======== ENTRIES SHOWN ========

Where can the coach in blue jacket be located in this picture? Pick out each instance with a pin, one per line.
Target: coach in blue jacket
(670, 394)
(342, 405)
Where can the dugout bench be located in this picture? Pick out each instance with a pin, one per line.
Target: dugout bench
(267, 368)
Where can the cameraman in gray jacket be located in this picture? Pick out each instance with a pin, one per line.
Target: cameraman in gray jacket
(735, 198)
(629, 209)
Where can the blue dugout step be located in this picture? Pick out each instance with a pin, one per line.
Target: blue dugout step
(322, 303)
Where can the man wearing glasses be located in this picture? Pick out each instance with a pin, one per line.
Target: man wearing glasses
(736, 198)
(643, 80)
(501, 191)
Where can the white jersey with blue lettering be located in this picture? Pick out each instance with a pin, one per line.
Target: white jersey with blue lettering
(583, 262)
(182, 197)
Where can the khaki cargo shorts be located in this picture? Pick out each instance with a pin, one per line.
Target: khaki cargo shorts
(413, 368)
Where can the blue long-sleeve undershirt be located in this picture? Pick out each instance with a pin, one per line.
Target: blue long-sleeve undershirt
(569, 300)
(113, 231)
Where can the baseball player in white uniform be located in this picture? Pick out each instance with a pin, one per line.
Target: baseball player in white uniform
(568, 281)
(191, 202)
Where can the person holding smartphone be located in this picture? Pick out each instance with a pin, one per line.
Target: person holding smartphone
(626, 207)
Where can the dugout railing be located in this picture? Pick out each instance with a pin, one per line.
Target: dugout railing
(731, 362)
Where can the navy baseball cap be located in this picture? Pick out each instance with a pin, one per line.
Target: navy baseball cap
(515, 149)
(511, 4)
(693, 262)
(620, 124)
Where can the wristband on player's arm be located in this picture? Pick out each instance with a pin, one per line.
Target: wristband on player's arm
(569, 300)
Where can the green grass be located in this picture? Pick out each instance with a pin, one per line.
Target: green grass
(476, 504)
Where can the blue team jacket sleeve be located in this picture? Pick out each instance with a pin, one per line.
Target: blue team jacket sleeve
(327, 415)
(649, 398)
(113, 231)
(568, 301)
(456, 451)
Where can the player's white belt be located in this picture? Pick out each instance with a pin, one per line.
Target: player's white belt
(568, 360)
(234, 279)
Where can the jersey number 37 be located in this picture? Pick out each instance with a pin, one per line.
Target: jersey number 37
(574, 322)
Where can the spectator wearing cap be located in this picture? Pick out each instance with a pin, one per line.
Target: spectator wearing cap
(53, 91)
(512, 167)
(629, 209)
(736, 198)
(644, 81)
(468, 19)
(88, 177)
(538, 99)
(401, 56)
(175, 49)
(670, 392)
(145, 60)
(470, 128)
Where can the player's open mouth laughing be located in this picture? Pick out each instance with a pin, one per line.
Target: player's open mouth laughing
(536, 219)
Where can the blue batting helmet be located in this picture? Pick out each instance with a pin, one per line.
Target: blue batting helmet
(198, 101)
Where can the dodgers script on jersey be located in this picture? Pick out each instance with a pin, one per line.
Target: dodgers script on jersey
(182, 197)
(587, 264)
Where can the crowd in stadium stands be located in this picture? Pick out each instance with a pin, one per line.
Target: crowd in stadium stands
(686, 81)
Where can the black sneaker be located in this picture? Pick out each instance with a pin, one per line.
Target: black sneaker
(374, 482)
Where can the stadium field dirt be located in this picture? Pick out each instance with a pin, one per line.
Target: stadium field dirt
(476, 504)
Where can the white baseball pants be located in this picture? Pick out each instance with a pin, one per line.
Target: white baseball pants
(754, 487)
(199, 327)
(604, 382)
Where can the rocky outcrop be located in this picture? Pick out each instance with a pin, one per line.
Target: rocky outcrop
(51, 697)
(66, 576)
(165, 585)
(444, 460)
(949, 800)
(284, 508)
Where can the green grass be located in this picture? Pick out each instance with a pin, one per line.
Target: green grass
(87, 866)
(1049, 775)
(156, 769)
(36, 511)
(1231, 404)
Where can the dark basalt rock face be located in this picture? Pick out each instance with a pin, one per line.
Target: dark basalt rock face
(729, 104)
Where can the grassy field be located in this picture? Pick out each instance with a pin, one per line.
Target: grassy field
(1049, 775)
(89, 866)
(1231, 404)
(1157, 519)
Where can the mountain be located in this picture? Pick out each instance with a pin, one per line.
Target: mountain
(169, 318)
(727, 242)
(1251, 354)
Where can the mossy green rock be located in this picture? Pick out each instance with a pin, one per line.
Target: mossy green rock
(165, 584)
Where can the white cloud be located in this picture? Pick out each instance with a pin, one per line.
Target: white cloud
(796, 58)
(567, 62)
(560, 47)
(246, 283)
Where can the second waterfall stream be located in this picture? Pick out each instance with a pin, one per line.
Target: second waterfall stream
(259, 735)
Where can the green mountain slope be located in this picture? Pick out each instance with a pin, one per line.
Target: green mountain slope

========

» DESCRIPTION OF THE TASK: Rewrite all of the lines above, changing every "Pick out" to "Mark" and leaving everything else as it is.

» TASK RESULT:
Where can the coach in blue jacket be located in this picture? Mark each instance with a pin, one per line.
Target: coach in blue jacket
(670, 394)
(342, 405)
Where can the dugout bench be located in this picture? Mark each instance with a pin, one per line.
Target: dugout bench
(267, 368)
Where can the cameraman in gray jacket be located in this picture? Mark each instance with a pin, one per line.
Target: cameraman in gray jacket
(735, 198)
(629, 209)
Where can the blue dugout step be located in this picture? Mark each instance with a pin, one per line.
Target: blue dugout step
(322, 303)
Where can the man wearing glasses be located in this picture? Mark each instance with a pin, one per line.
Target: man wearing glasses
(736, 198)
(643, 80)
(501, 191)
Where can the white jersey with blue lettering be located in this picture? Mark each instance with a pin, one per line.
Target: white jersey with blue lettering
(583, 262)
(182, 197)
Where can the khaki cargo shorts be located in this picture? Mark each instance with a pin, one per line.
Target: khaki cargo shorts
(413, 368)
Where can the blue long-sleeve undershirt be located in this picture? Mark each instance with a pin, one per line.
Target: blue long-sleeve undershirt
(569, 300)
(113, 231)
Where can the baseball player in white uniform be located in this picture? Mark each instance with a pin, one per line.
Target: baseball player in white uniform
(568, 281)
(191, 202)
Where can the person holding smartphone be located in this picture? Mark each instance with a pin, one per line.
Target: person holding smartphone
(626, 207)
Where can the dugout railing be located in this picture? Mark each instance with a pin, one per line.
Target: dugout railing
(731, 362)
Where can the navy baseball cap be located in this picture? Mark each instance with a pin, one per line.
Target: navy baseball cap
(515, 149)
(511, 4)
(693, 262)
(620, 124)
Where can the wristband on player's arm be located in this picture? Mark each instance with a pin, one per line.
Target: wristband on player's arm
(569, 300)
Where can the green grass be located in this picture? Mark each instance with a pin, one per line.
Target: green grass
(476, 504)
Where can the blue team jacket sleeve be located in this picture? Mark each instance with a pin, one per line.
Target: blue team jacket sleeve
(327, 415)
(649, 398)
(113, 231)
(568, 301)
(456, 451)
Where can the player's white belt be located in this picture? Mark each instance with a pin, one per line.
Target: player's white belt
(568, 360)
(234, 279)
Where can the jersey number 37 be located in this picture? Mark each instance with a pin, one per line.
Target: jersey number 37
(574, 322)
Where can the spectator wearing cap be located in this picture? Mark each instance with a pin, one per line.
Target: spectator wearing cap
(53, 91)
(512, 167)
(629, 209)
(736, 198)
(644, 81)
(468, 19)
(88, 177)
(538, 99)
(401, 56)
(175, 49)
(670, 392)
(145, 60)
(470, 128)
Where can the player's open mouth laughing be located in this picture? Mark each instance with a pin, one per line.
Target: player's open mouth laughing
(536, 219)
Where can the blue batting helmet be located in this picture? Mark each instance with a pin, one per line.
Target: blue batting helmet
(198, 101)
Where can the dodgers script on jersey be located in this picture? Mark each instance with a pin, one per line.
Target: dodgers script on jersey
(182, 197)
(587, 264)
Where can the crowd in stadium stands be located in this picture? Mark each instance with a pin, one per line.
Target: crowd in stadium stands
(686, 81)
Where can the black sneaker be located in this picture? Mark each instance with a pin, one per line.
Target: black sneaker
(374, 482)
Where can the stadium field dirt be located in this picture? Mark each instance with a pin, one per line.
Target: stadium field dirt
(476, 504)
Where can the white baseball pants be located in this picture? Mark each instance with a pin, one per line.
Target: white baseball pants
(754, 487)
(199, 327)
(604, 382)
Where can the rocky outcrop be located in this picture? Mark each instance with a pin, one per line.
Target: rocky outcrop
(51, 697)
(66, 576)
(165, 585)
(444, 460)
(949, 800)
(284, 508)
Where can the green grass be located in this picture? Mark each instance with a pin, one per line.
Target: green grass
(87, 866)
(1049, 775)
(156, 769)
(36, 511)
(1231, 404)
Where can the dark basalt rock face be located in this picture? Mark each instance with a pin, one per line.
Target: dark basalt rock face
(729, 104)
Where can the grassy field be located in this picture? Mark each instance with a pin, one per line.
Target: grassy field
(1049, 775)
(89, 866)
(1231, 404)
(1157, 519)
Where can the mountain be located in this picture? Mark each instance with a pin, one per line.
Target: mountain
(169, 318)
(727, 242)
(1251, 354)
Where can the mossy green rock be located in this picture? Mark each instance with a pin, one per line.
Target: mossy green rock
(165, 584)
Where can the white cloud be located in this picture? Mark each instance with a pin, one per line.
Target: white cloud
(796, 58)
(567, 62)
(560, 47)
(246, 283)
Where can the second waterfall stream be located in this picture? Mark each instance with a pin, one per line.
Target: second waterfall stream
(259, 735)
Where can the green mountain slope be located in this picture? Mark each instance with a pin, one per line.
Target: green mountain slope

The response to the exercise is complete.